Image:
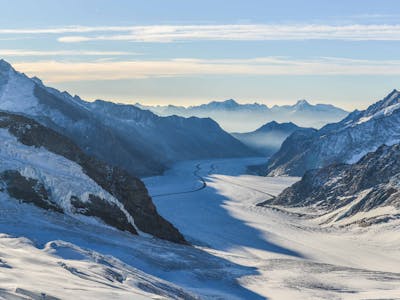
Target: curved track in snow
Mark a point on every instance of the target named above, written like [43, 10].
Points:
[197, 175]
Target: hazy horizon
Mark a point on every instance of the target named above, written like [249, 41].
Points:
[158, 53]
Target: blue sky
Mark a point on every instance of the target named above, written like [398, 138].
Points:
[189, 52]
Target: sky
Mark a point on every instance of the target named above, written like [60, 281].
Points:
[185, 52]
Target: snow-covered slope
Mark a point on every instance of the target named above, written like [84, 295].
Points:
[365, 193]
[268, 138]
[235, 117]
[343, 142]
[122, 135]
[41, 167]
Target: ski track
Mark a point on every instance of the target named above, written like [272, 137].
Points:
[240, 250]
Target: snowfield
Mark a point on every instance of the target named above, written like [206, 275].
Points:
[241, 251]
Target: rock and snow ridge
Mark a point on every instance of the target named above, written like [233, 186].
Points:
[347, 141]
[40, 166]
[138, 141]
[365, 193]
[236, 117]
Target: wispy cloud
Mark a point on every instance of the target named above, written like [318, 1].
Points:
[54, 71]
[244, 32]
[23, 52]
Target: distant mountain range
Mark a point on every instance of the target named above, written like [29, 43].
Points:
[364, 193]
[235, 117]
[343, 142]
[122, 135]
[268, 138]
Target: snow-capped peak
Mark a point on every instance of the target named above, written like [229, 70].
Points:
[4, 66]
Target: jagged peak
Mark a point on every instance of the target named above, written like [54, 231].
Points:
[302, 102]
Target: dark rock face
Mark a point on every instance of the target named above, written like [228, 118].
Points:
[294, 155]
[343, 142]
[110, 213]
[27, 190]
[87, 131]
[130, 191]
[376, 175]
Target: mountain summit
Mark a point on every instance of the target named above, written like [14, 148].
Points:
[343, 142]
[122, 135]
[236, 117]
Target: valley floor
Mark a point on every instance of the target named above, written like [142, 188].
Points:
[241, 251]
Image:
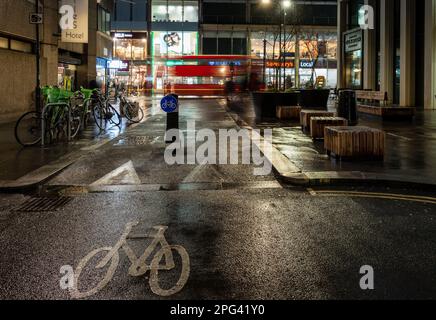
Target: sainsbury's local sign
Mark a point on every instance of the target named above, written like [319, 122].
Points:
[74, 20]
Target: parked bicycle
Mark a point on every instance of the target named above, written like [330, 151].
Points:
[104, 113]
[59, 115]
[129, 109]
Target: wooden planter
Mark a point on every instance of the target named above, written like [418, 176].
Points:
[305, 116]
[265, 103]
[288, 112]
[352, 142]
[317, 125]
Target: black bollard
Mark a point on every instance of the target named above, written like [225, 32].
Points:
[172, 115]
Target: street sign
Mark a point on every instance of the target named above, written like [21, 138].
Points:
[169, 103]
[35, 18]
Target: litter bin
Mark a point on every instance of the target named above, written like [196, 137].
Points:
[347, 106]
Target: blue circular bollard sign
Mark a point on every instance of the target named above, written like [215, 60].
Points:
[168, 103]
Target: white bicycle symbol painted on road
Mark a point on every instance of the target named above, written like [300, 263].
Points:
[138, 266]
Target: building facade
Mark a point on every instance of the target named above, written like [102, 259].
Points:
[68, 65]
[152, 36]
[397, 56]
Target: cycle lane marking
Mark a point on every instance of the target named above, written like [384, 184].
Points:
[138, 265]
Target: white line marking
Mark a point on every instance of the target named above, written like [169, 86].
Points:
[125, 174]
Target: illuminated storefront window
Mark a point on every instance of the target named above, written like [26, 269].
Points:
[175, 11]
[174, 43]
[318, 55]
[131, 49]
[353, 59]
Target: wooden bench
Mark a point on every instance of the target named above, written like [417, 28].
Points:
[288, 112]
[305, 116]
[317, 125]
[376, 103]
[352, 142]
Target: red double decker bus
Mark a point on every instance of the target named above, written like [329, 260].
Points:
[203, 75]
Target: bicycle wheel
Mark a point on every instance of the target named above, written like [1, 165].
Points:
[99, 116]
[113, 115]
[76, 124]
[74, 290]
[28, 129]
[154, 272]
[132, 113]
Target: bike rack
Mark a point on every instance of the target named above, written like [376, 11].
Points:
[44, 110]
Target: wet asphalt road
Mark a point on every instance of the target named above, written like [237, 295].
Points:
[246, 237]
[242, 244]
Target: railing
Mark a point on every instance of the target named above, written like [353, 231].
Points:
[265, 20]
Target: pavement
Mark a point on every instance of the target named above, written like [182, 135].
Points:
[297, 159]
[23, 168]
[409, 158]
[233, 235]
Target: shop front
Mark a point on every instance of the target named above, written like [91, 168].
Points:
[167, 48]
[353, 59]
[67, 70]
[131, 67]
[317, 57]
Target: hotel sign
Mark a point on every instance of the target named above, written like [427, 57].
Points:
[74, 20]
[353, 41]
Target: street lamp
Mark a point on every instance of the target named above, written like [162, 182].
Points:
[286, 3]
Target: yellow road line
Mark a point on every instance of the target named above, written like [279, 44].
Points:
[389, 196]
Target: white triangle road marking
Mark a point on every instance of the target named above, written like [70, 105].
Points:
[123, 175]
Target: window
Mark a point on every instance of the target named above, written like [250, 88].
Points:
[21, 46]
[4, 43]
[175, 10]
[103, 20]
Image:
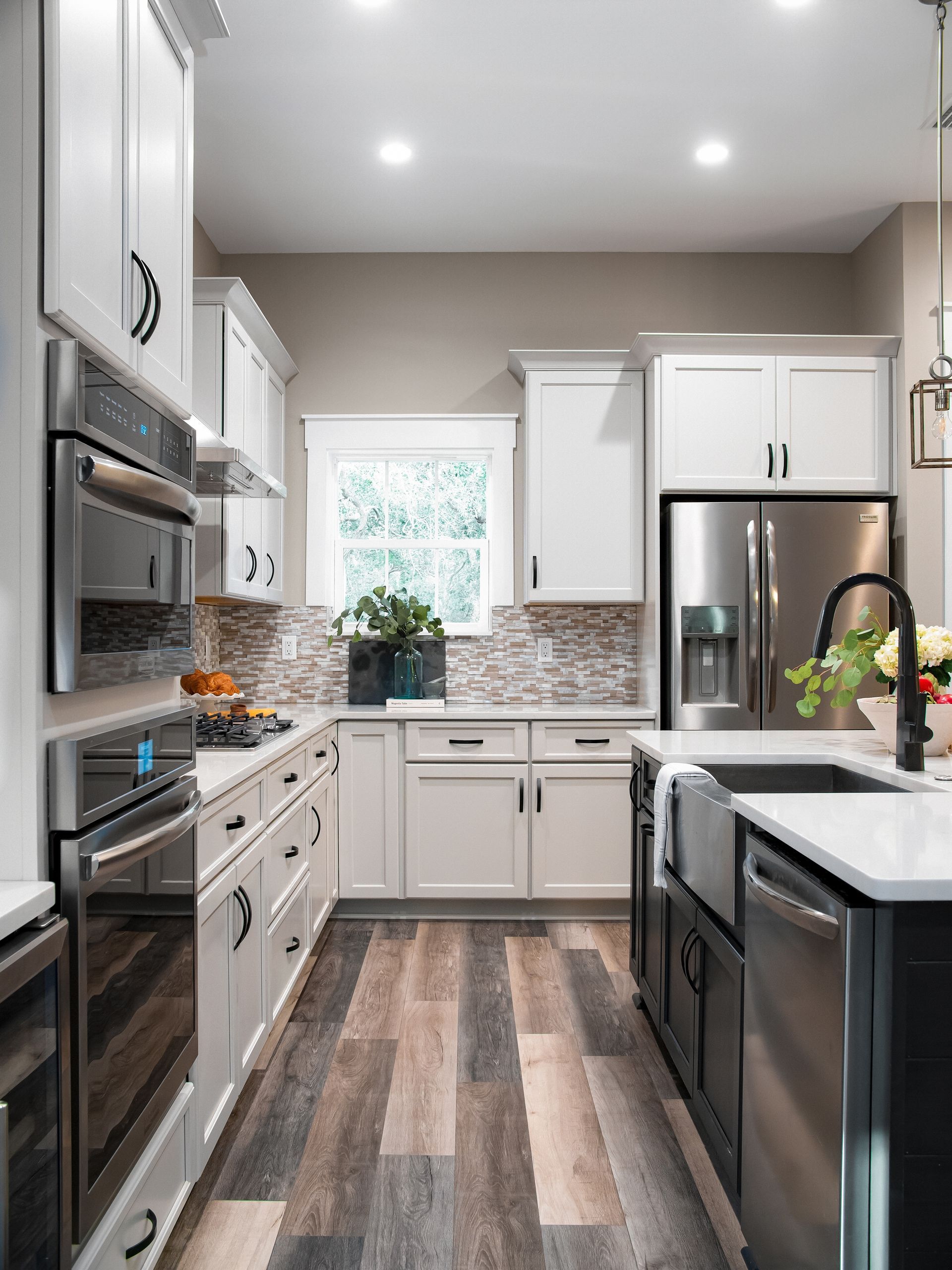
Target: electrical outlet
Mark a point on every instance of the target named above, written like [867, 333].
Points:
[543, 651]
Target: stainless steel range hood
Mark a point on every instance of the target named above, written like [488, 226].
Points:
[221, 469]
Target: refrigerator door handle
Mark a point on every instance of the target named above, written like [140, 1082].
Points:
[772, 615]
[753, 614]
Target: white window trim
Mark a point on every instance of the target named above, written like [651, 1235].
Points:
[329, 437]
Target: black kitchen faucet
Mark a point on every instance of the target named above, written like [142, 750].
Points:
[912, 732]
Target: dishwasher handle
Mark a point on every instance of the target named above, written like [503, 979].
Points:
[786, 907]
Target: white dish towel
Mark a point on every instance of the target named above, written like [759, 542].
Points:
[663, 790]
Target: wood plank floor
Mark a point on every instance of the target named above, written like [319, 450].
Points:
[460, 1096]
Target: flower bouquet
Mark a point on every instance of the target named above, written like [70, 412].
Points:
[873, 647]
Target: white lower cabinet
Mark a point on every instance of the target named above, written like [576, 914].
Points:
[148, 1207]
[320, 847]
[368, 811]
[581, 831]
[287, 949]
[250, 967]
[468, 829]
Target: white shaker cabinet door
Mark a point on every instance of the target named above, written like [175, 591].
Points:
[216, 1074]
[584, 487]
[719, 423]
[163, 229]
[91, 285]
[252, 1019]
[368, 811]
[581, 831]
[320, 829]
[468, 831]
[833, 425]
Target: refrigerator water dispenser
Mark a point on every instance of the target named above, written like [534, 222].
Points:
[710, 654]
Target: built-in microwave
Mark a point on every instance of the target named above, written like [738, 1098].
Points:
[122, 516]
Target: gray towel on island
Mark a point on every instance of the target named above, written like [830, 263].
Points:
[663, 792]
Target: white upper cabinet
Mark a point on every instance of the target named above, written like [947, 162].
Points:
[810, 425]
[833, 425]
[164, 201]
[119, 187]
[584, 487]
[719, 423]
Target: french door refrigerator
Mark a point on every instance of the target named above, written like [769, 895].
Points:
[744, 584]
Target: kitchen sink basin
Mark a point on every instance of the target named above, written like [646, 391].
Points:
[796, 779]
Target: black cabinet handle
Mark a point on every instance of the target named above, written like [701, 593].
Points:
[148, 302]
[158, 309]
[245, 917]
[154, 1222]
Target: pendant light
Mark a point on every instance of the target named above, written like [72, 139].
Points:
[939, 385]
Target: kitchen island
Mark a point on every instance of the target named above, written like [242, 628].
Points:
[808, 1004]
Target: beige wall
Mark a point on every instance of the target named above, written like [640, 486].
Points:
[432, 332]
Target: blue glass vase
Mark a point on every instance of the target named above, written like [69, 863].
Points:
[408, 674]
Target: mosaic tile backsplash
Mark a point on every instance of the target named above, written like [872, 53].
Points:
[593, 647]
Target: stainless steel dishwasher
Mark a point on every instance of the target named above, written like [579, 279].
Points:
[808, 1048]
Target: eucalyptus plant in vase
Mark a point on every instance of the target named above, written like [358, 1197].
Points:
[399, 619]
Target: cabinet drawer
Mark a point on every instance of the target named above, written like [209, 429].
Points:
[468, 742]
[286, 855]
[582, 742]
[289, 948]
[228, 827]
[286, 780]
[319, 755]
[160, 1192]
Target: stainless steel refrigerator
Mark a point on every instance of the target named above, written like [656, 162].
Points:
[744, 584]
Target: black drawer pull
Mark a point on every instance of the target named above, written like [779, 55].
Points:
[150, 1239]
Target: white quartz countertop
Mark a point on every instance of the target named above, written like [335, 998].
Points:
[888, 846]
[221, 770]
[23, 901]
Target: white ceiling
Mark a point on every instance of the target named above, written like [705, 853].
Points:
[561, 125]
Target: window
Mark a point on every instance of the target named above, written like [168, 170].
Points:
[419, 524]
[422, 502]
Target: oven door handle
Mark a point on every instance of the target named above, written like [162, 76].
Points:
[155, 838]
[154, 495]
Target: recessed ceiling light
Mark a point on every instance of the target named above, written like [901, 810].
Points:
[395, 151]
[713, 153]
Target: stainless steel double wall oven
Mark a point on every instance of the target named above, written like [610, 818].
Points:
[123, 808]
[122, 515]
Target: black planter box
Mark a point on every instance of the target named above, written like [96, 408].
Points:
[370, 670]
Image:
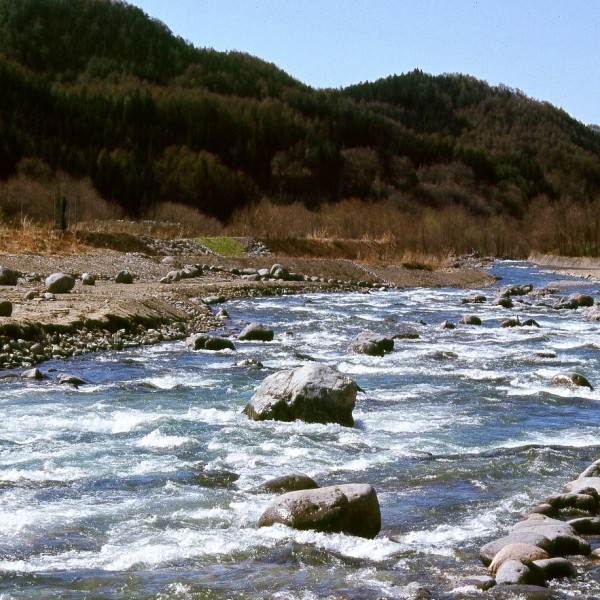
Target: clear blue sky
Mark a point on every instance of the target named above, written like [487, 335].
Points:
[549, 49]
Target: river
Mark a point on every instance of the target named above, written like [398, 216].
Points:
[138, 484]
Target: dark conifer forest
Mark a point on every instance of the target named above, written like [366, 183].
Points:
[98, 89]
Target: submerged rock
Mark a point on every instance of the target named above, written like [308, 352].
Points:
[563, 538]
[59, 283]
[352, 509]
[517, 551]
[8, 276]
[124, 277]
[5, 308]
[470, 320]
[514, 572]
[571, 380]
[70, 379]
[256, 332]
[313, 393]
[88, 279]
[288, 483]
[34, 374]
[203, 341]
[371, 344]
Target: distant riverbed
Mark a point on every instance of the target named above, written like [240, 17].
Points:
[137, 485]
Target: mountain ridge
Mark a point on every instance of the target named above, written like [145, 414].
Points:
[98, 89]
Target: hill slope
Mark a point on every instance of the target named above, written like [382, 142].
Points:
[97, 88]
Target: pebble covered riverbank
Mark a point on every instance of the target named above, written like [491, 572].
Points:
[163, 302]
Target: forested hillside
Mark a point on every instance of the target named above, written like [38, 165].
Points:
[98, 89]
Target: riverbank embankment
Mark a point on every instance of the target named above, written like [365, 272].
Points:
[156, 307]
[579, 266]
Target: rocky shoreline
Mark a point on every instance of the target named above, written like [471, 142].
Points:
[169, 297]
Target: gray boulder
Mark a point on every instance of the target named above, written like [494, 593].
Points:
[586, 525]
[371, 344]
[190, 272]
[518, 551]
[514, 572]
[592, 471]
[256, 332]
[470, 320]
[124, 277]
[571, 380]
[584, 502]
[8, 276]
[34, 374]
[278, 271]
[313, 393]
[203, 341]
[88, 279]
[288, 483]
[583, 300]
[584, 485]
[564, 540]
[491, 549]
[5, 308]
[555, 568]
[70, 379]
[504, 302]
[480, 582]
[352, 509]
[59, 283]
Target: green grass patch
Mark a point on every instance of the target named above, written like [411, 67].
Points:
[225, 246]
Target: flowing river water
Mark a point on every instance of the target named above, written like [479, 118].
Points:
[138, 484]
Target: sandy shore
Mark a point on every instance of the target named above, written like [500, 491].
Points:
[579, 266]
[110, 315]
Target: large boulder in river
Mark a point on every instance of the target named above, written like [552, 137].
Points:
[517, 551]
[203, 341]
[124, 277]
[5, 308]
[352, 509]
[571, 380]
[563, 538]
[256, 332]
[514, 572]
[371, 344]
[59, 283]
[313, 393]
[288, 483]
[8, 276]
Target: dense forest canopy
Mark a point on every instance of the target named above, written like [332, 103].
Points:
[98, 89]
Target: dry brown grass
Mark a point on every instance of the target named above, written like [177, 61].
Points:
[38, 239]
[395, 230]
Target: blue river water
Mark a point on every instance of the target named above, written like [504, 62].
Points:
[138, 484]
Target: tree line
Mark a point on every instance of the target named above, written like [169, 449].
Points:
[98, 89]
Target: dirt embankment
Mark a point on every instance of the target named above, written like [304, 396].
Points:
[111, 315]
[580, 266]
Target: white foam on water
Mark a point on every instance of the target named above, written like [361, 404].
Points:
[573, 438]
[214, 415]
[156, 439]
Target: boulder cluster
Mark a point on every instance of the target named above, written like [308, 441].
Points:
[351, 508]
[537, 549]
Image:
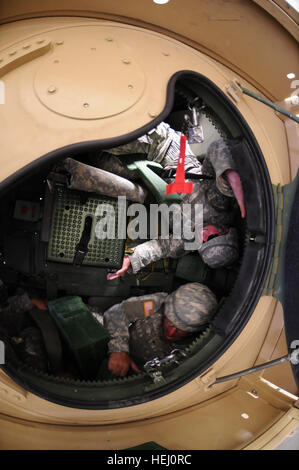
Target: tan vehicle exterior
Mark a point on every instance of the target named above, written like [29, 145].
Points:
[53, 58]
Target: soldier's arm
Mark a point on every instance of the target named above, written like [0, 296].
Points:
[154, 250]
[227, 178]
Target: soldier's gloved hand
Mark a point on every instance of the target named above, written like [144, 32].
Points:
[121, 271]
[236, 185]
[120, 362]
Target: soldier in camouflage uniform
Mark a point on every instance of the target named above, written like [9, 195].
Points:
[217, 195]
[153, 325]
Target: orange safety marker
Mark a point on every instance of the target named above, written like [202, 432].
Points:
[180, 185]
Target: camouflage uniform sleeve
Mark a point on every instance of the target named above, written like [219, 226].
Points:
[220, 157]
[118, 318]
[161, 145]
[117, 324]
[153, 250]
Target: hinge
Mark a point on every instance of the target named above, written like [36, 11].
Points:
[21, 53]
[207, 379]
[283, 200]
[234, 91]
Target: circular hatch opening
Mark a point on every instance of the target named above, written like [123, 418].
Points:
[28, 229]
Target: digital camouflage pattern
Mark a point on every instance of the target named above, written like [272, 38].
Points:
[192, 306]
[221, 251]
[94, 180]
[161, 145]
[219, 208]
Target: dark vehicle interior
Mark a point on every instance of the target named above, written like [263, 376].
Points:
[55, 345]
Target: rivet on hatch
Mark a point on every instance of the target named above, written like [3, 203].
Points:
[52, 89]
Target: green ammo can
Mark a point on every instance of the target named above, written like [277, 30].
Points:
[84, 336]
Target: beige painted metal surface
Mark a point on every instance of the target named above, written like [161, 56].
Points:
[240, 34]
[83, 62]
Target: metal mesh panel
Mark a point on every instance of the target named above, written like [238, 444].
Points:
[68, 219]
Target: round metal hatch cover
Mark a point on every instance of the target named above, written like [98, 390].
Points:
[90, 80]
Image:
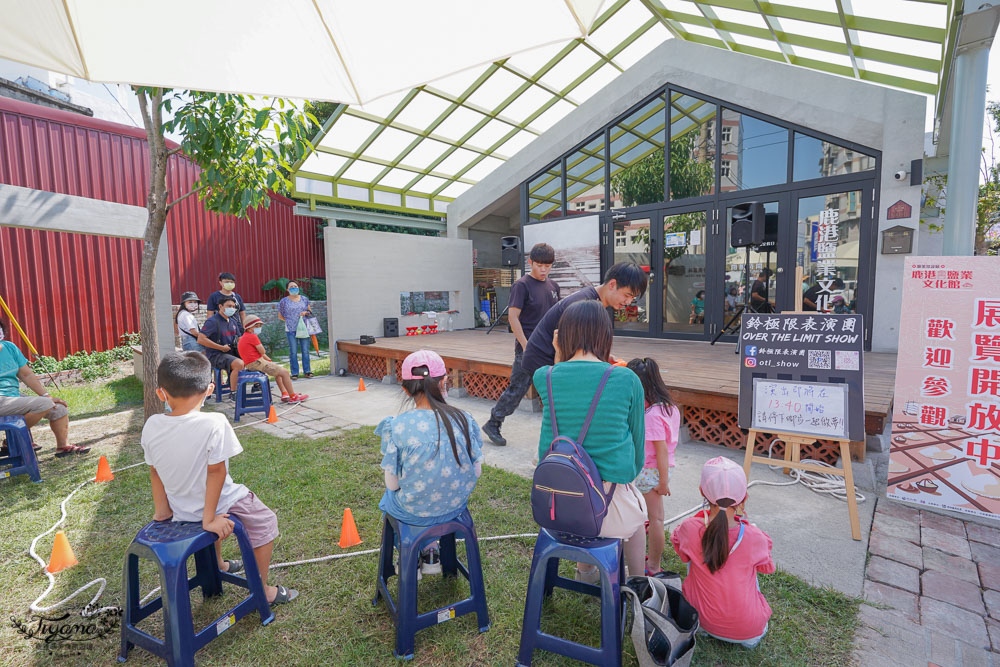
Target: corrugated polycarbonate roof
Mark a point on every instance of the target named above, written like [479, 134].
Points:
* * * * *
### AIM
Copy out the entries from the line containing "Target: rivet on hatch" through the end of the entries, both ends included. Omit the pictures from your copy.

### FULL ANSWER
Target: rivet on hatch
Mark a point on every instance of the target named above, written like [3, 203].
Points:
[52, 89]
Target: green ammo can
Mark a point on every instance of the target named above, written like [277, 30].
Points:
[84, 336]
Target: beige painted metal surface
Mark a point on every instance of the target named above, written like [161, 56].
Points:
[240, 34]
[83, 62]
Target: metal mesh panel
Mark a point on every instance of the target named above, written like [238, 444].
Points:
[68, 219]
Target: round metal hatch cover
Mark a point on every instance of the target named above, written like [98, 390].
Points:
[90, 80]
Image:
Target: corrugated polycarbonate roof
Mark a point on every instance of the target named above, written like [479, 134].
Points:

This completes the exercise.